→ Task requirements
Transcribe each entry below exactly. Pictures do not go in the copy.

→ Items listed in a dataset
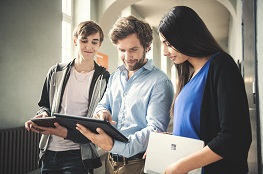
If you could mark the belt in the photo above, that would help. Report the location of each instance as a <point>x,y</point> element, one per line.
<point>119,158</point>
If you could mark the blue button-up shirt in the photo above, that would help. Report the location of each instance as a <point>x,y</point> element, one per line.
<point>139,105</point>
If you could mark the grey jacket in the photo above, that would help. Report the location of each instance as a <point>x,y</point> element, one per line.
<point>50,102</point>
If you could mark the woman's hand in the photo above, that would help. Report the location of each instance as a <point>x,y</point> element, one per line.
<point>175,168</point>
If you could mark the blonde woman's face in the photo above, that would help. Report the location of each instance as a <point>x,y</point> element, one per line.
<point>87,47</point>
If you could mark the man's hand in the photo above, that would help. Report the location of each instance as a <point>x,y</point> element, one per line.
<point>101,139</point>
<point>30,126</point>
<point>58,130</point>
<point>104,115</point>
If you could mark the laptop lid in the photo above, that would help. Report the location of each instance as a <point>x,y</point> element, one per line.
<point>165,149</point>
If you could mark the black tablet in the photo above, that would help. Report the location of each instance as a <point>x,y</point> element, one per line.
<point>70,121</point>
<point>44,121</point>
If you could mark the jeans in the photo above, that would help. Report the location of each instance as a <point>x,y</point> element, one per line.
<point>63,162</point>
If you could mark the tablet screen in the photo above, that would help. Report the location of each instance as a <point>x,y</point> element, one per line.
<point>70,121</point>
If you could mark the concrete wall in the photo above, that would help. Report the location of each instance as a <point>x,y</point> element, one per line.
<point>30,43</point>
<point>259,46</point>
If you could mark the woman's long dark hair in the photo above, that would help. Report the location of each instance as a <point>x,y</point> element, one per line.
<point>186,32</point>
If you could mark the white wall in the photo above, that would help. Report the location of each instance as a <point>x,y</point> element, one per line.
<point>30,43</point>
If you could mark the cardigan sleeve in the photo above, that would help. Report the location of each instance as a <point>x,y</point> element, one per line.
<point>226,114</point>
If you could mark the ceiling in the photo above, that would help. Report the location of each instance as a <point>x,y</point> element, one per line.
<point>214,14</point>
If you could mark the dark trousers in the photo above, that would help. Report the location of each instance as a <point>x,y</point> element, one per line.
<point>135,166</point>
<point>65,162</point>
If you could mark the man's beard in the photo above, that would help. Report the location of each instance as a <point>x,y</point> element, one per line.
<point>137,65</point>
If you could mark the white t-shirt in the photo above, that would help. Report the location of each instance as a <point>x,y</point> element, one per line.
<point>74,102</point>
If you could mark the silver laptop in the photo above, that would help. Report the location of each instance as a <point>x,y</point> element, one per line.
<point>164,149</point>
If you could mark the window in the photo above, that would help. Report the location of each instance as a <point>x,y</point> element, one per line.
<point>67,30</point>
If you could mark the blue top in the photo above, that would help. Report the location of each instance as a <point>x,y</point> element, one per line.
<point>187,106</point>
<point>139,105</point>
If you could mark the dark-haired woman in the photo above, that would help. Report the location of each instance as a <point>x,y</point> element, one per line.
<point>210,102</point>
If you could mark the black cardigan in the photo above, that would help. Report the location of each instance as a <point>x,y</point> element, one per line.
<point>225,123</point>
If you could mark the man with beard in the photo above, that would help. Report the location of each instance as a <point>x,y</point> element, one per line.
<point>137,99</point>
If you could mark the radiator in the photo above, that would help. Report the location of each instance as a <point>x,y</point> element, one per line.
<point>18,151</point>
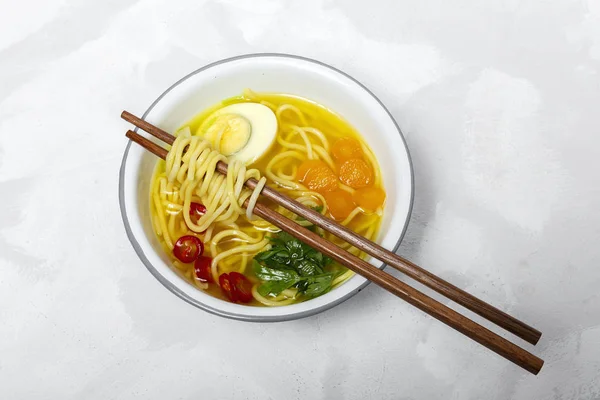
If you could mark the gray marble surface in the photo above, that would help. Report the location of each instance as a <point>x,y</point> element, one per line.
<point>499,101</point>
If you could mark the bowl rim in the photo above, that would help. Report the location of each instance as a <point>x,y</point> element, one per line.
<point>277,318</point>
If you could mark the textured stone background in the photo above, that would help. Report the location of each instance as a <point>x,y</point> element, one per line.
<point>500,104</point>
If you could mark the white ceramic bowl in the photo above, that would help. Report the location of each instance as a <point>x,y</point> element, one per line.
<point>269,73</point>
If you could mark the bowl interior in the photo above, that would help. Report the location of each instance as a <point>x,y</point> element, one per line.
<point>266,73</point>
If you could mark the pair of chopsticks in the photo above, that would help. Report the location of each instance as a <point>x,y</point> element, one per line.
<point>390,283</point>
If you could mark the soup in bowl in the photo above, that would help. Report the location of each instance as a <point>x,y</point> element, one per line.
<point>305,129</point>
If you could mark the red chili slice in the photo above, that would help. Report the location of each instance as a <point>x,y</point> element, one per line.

→ Answer section
If you could mark the belt in the photo above, that would help. Report the location of each instance as a <point>x,y</point> element, one per line.
<point>119,158</point>
If you could mark the blue button-up shirt in the photo above, that would help. Report the location of each instance as a <point>x,y</point> element, one per line.
<point>139,105</point>
If you could mark the grey jacket in the photo above, that would help. Report the location of each instance as a <point>x,y</point> element, one per line.
<point>50,102</point>
If you could mark the woman's hand in the photo above, that would help. Report the location of each instance as a <point>x,y</point> element, one per line.
<point>175,168</point>
If you could mark the blonde woman's face in the photo above, that would help. Report the location of each instance as a <point>x,y</point> element, one per line.
<point>87,47</point>
If you could mark the man's hand in the photo above, that would help. Report the location of each instance as a <point>x,y</point> element, one per line.
<point>101,139</point>
<point>30,126</point>
<point>58,130</point>
<point>104,115</point>
If you could mark the laptop lid in the photo above, that would help. Report the location of each instance as a <point>x,y</point> element, one per line.
<point>165,149</point>
If you could mark the black tablet in the photo above, that would help. Report the location of each instance as a <point>x,y</point> element, one per line.
<point>70,121</point>
<point>44,121</point>
If you could mark the jeans in the photo above, that would help. Report the location of each instance as a <point>x,y</point> element, one per line.
<point>63,162</point>
If you could mark the tablet screen in the photo above, that would help. Report the location of each instance as a <point>x,y</point> element, one per line.
<point>70,121</point>
If you could mark the concrete wall in the photo above, that would help. Report the location of each instance as a <point>x,y</point> element, one per line.
<point>30,43</point>
<point>259,46</point>
If you could mark the woman's long dark hair in the photo above, that would help. Report the location of each instance as a <point>x,y</point> element, one per line.
<point>186,32</point>
If you could mark the white wall in the photo above, that would help. Report the location of each instance as a <point>x,y</point> element, one per line.
<point>30,43</point>
If you could mark the cardigan sleeve in the photo above, that would help. Report the location of each instance as a <point>x,y</point> element, one per line.
<point>226,114</point>
If you could mark the ceiling in the photo above, that would help. Report the location of each instance as a <point>x,y</point> element, one per line.
<point>214,14</point>
If you could mark the dark trousers in the photo above, that would help. Report the location of each instance as a <point>x,y</point> element, one per line.
<point>135,166</point>
<point>65,162</point>
If you could mark the man's beard in the photo above, that would help. Report the location of each instance as a <point>x,y</point> element, one per line.
<point>137,65</point>
If you could mark the white t-shirt in the photo above, that would help. Report the location of each instance as a <point>x,y</point> element, one per line.
<point>74,102</point>
If you could mark the silver laptop in the photo above, that would help. Report the location of each instance as a <point>x,y</point> element, one per line.
<point>164,149</point>
If you could mark the window in the photo above, that would help. Report the location of each instance as a <point>x,y</point> element, one per line.
<point>67,30</point>
If you could mark the blue top in the photo above, that would help. Report the location of each instance as a <point>x,y</point> element, one per line.
<point>187,106</point>
<point>139,105</point>
If you could mark the dark-haired woman in the photo above, that would help. Report the location of each instance as a <point>x,y</point> element, one per line.
<point>210,102</point>
If you could mark the black cardigan in the photo above, that would help. Report the location of each instance as a <point>x,y</point> element, one per line.
<point>225,123</point>
If you could mark the man with beard in the photo above, that would help. Report the location of each instance as a <point>x,y</point> element, one per line.
<point>137,99</point>
If you could mark the radiator in the photo above, that would help. Report the location of each instance as a <point>x,y</point> element, one per line.
<point>18,151</point>
If you could mark the gray marble surface in the photo above, that would help. Report the location of each instance as a <point>x,y</point> element, one per line.
<point>499,101</point>
If you could mark the bowl rim in the photo above, that would help. Report the location of each instance as a <point>x,y</point> element, one per line.
<point>277,318</point>
If you could mark the textured stone background in the photo above, that would help. Report the location of each instance as a <point>x,y</point> element, one per line.
<point>500,104</point>
If you could mark the white ceramic bowl in the photo above, that would help. Report the location of each instance as a <point>x,y</point> element, one per line.
<point>269,73</point>
If you could mark the bowl interior in the photo above, that would help. Report the location of each instance as a <point>x,y</point> element, one per line.
<point>266,73</point>
If you could mark the pair of chopsticks in the photo above, that would help. Report the location of each instance as a <point>x,y</point> element, one per line.
<point>390,283</point>
If you could mark the soup in bowl in the photo above, that would help. Report the location of each instance as a <point>x,y</point> element, one per line.
<point>305,129</point>
If you could mark the red chili slice in the photo above, that would help. Report the location of each instance as a <point>x,y</point> element, one per line.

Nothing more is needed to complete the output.